# Start of DATASET EXCERPTS
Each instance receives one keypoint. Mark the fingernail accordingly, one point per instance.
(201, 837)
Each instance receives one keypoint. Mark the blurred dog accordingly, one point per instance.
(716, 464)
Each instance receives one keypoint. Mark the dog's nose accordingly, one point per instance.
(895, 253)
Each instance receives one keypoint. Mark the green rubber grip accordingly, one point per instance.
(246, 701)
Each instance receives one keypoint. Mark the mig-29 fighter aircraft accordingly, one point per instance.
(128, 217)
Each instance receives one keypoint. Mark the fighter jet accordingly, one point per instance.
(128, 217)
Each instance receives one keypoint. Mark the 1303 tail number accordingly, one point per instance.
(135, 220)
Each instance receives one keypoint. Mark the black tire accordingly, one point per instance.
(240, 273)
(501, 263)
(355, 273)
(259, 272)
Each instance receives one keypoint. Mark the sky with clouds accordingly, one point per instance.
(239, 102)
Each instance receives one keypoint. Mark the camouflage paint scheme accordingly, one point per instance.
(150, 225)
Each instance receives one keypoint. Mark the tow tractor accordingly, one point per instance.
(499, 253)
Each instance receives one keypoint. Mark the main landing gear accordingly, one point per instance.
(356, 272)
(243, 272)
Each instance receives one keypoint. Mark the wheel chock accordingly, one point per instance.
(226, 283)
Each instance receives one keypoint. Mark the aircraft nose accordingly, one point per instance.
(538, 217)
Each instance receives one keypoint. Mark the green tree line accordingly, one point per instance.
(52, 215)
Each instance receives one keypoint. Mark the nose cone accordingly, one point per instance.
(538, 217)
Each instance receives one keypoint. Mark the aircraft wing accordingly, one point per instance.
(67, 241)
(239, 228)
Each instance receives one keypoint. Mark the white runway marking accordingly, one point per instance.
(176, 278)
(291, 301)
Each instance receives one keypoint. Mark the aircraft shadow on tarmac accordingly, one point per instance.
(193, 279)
# End of DATASET EXCERPTS
**TO BE DONE**:
Render all the records above as a two-column CSV with the header row "text" and "answer", one row per record. Put each record's text and its answer in a single quoted field, with line breaks replaced by spaces.

**RESULT BELOW**:
text,answer
"Each instance receives one keypoint. Mark the fingernail accordingly, one point per instance.","(201, 837)"
"Each instance receives one keypoint. Mark the blurred dog accordingly, one point per instance.","(716, 464)"
"Each instance receives one keypoint. Mark the dog's nose accordingly, one point per instance.","(895, 253)"
"Each instance receives one keypoint. Mark the green rubber grip accordingly, one point per instance.","(246, 701)"
"Each instance receives one keypoint. Mark the mig-29 fighter aircraft accordingly, one point per instance.","(128, 217)"
"Each instance receives one keypoint. Mark the fighter jet accordingly, one point per instance.","(128, 217)"
"Each instance receives one keypoint. Mark the 1303 tail number accordingly, one point per instance.","(135, 220)"
"Each instance receives one keypoint. Mark the black tire accordingly, one point per instance.","(240, 273) (501, 263) (355, 273) (259, 272)"
"Each instance receives one keypoint. Mark the sky with clouds accordingly, one point per instance.","(239, 102)"
"Each instance receives one keypoint. Mark the camouflage paint scheme accordingly, one point per instance.","(150, 225)"
"Each instance receives one keypoint. Mark the tow tractor accordingly, one point per instance.","(499, 253)"
"Each instance receives one keypoint. Mark the main landing gear accordingly, one point per instance.","(356, 272) (243, 272)"
"Each instance receives one keypoint. Mark the wheel chock accordingly, one point per instance.","(226, 283)"
"Each instance receives one keypoint. Mark the aircraft nose accordingly, one point per instance.","(538, 217)"
"Each instance receives one keypoint. Mark the green tree line accordingly, one point per instance.","(52, 215)"
"Each instance receives one keypoint. Mark the nose cone accordingly, one point per instance.","(538, 217)"
"Each instance receives one keypoint. Mark the aircraft wing accordingly, one point per instance.","(67, 241) (239, 228)"
"Each instance receives one keypoint. Mark the white runway marking accordingly, one point per instance.","(176, 278) (291, 301)"
"Each instance receives one keypoint. Mark the aircraft shadow on tarmac accordingly, one point per instance.","(193, 279)"